◆ What to do ◆
For each line below, check for "bark"; give only the total of lines where it occurs.

◆ Dataset ◆
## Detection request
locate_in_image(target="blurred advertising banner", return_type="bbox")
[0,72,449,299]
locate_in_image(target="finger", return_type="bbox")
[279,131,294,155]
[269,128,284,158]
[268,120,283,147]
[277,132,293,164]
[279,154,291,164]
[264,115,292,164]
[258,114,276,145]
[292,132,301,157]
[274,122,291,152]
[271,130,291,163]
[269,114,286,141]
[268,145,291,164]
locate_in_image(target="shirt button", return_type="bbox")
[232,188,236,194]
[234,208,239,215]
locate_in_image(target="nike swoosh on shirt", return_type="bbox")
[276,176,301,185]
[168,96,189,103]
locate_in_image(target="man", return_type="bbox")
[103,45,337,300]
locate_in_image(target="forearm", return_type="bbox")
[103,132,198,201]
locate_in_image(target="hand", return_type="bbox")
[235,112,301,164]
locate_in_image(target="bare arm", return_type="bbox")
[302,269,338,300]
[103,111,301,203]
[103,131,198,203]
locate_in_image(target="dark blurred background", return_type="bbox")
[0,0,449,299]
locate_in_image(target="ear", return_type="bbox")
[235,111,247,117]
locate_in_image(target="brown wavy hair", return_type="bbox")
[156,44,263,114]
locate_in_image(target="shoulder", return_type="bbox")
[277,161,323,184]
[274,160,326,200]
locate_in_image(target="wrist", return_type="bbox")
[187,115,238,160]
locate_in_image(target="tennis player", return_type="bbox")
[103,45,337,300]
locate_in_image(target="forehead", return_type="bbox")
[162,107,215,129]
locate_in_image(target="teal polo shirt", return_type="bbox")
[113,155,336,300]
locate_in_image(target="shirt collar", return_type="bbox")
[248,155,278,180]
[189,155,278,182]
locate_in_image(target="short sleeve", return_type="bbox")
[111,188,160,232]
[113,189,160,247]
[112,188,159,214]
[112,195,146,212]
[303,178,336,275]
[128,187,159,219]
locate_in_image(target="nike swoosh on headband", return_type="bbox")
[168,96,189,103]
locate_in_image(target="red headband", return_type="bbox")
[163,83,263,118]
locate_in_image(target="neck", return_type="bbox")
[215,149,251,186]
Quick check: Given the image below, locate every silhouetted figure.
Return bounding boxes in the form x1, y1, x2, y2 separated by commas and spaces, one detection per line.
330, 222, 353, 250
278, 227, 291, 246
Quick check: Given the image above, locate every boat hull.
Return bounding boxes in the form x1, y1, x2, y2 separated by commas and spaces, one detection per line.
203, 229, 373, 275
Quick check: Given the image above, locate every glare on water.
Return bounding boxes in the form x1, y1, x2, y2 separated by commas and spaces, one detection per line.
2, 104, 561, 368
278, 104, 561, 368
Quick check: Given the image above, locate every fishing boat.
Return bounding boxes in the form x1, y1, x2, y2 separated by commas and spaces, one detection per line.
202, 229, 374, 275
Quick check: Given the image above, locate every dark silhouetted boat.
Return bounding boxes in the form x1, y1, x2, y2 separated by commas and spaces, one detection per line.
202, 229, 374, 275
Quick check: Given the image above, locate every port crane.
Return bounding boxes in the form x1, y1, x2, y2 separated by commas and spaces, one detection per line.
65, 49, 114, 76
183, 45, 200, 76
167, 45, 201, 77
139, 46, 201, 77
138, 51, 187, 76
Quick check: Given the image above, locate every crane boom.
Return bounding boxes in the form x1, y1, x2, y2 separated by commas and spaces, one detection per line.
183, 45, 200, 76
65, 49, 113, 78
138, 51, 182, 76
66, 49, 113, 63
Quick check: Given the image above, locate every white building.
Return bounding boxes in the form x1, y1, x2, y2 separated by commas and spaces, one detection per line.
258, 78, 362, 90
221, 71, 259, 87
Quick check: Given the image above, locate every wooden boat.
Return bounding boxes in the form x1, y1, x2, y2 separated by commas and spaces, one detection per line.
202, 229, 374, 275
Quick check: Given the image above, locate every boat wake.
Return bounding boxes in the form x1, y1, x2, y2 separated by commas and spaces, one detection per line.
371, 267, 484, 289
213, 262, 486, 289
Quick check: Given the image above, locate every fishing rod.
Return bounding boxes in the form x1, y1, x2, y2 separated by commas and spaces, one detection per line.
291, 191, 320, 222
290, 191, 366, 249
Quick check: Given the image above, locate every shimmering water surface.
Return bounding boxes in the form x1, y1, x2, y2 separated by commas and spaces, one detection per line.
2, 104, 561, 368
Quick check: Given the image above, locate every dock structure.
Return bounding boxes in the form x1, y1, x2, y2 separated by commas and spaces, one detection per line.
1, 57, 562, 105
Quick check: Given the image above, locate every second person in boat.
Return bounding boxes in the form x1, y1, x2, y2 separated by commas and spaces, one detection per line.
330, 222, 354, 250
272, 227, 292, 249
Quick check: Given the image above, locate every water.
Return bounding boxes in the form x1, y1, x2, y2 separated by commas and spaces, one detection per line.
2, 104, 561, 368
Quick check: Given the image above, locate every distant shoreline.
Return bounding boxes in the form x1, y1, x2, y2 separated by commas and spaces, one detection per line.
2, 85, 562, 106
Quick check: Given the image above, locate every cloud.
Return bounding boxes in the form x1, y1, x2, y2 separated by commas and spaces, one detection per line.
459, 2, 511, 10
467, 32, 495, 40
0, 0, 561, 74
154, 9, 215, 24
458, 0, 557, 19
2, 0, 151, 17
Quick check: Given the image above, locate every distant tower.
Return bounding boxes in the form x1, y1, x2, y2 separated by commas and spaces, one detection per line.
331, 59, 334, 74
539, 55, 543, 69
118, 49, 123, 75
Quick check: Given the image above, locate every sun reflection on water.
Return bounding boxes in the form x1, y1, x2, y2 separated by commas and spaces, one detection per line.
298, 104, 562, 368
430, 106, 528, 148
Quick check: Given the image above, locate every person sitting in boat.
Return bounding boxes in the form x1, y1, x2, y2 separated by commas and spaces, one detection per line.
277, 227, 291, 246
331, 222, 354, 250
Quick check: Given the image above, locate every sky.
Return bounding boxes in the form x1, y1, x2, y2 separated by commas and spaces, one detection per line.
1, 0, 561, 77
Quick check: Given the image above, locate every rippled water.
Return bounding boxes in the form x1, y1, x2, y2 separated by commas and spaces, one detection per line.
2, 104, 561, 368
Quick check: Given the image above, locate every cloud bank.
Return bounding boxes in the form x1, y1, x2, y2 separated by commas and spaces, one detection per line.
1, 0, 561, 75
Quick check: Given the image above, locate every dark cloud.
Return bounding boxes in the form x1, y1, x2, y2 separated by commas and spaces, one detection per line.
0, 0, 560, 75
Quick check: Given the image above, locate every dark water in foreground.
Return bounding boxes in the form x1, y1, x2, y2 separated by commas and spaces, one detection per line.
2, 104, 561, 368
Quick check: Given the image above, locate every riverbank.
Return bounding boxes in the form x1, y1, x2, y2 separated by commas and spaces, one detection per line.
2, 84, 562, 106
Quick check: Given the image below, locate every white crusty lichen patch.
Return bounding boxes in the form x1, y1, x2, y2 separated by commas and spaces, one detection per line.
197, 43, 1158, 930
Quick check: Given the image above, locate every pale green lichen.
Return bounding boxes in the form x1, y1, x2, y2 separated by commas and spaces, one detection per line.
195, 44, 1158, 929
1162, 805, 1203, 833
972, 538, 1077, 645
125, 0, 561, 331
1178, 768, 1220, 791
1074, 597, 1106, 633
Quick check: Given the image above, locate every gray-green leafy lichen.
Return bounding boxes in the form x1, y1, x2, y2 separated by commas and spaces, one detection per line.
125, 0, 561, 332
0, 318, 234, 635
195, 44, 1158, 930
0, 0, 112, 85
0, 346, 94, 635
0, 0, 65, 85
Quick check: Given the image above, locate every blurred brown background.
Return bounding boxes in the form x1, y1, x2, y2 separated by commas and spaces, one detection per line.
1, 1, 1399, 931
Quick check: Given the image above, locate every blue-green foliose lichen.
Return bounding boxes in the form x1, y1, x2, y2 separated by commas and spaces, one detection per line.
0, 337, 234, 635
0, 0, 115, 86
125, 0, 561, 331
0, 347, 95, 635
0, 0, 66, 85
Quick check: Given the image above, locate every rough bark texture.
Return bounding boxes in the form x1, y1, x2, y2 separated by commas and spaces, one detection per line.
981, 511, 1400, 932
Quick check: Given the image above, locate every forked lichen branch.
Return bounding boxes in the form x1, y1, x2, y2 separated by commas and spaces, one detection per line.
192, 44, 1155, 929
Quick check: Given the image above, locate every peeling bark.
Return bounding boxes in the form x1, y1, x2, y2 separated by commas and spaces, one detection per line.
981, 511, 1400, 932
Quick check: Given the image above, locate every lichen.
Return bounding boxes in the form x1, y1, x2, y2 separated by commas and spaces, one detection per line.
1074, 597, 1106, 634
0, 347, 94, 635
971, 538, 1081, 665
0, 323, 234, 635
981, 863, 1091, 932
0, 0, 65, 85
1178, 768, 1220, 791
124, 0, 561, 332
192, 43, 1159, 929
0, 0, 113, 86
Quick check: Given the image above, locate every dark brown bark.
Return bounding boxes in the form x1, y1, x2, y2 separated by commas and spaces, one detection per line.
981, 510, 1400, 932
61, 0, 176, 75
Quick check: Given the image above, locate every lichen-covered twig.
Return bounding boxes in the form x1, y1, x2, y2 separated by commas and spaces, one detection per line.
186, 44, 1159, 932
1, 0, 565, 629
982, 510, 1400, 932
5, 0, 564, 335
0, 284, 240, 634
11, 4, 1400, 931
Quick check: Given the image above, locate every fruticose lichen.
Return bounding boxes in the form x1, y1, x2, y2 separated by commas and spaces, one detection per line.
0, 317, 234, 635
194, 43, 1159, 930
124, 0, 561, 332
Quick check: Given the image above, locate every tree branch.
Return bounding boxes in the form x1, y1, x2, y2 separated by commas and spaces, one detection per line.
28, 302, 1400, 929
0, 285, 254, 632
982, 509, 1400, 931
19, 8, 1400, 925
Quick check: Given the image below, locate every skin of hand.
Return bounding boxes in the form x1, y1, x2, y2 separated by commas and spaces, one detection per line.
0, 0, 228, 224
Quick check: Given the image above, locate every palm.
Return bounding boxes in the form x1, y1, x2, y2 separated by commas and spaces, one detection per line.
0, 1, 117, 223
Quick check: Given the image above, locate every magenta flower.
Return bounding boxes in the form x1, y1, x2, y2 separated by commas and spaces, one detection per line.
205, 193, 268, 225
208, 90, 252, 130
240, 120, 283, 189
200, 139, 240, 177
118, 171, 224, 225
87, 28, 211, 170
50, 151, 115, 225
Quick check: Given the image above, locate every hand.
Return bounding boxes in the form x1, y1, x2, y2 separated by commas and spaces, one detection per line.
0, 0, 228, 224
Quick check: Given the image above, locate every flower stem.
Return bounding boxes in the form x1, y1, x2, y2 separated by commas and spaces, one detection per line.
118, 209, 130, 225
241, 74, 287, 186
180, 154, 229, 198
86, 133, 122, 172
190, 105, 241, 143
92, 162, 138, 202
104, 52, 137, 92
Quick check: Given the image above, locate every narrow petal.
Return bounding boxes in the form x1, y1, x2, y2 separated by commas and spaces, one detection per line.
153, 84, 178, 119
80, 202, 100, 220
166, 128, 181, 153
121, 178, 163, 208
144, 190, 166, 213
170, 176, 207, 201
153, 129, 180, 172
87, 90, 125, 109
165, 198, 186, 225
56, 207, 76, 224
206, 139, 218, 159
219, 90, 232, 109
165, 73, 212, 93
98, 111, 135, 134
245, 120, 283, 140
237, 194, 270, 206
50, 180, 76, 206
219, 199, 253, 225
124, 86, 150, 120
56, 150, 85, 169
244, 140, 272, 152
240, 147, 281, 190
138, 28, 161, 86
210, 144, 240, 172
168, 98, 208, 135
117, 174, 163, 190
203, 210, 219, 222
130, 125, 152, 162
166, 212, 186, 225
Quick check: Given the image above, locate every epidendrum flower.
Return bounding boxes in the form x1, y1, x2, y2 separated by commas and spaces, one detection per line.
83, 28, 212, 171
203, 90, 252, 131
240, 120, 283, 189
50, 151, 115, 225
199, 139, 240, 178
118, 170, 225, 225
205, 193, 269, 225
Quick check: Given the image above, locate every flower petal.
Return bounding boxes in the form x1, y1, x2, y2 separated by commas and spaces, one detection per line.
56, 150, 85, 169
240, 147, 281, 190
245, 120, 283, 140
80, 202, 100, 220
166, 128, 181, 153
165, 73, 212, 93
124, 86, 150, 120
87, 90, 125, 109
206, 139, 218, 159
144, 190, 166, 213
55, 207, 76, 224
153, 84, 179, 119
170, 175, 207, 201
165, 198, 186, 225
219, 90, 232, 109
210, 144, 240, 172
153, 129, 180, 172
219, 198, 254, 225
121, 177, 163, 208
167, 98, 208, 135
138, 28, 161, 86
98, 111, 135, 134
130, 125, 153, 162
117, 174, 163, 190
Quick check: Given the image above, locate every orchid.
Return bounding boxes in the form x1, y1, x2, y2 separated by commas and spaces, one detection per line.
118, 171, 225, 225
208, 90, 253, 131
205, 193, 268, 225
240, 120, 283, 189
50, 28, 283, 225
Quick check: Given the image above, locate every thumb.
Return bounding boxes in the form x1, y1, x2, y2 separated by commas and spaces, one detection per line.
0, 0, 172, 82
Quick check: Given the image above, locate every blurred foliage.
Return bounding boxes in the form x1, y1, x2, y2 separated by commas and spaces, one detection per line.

◆ Exercise output ◆
3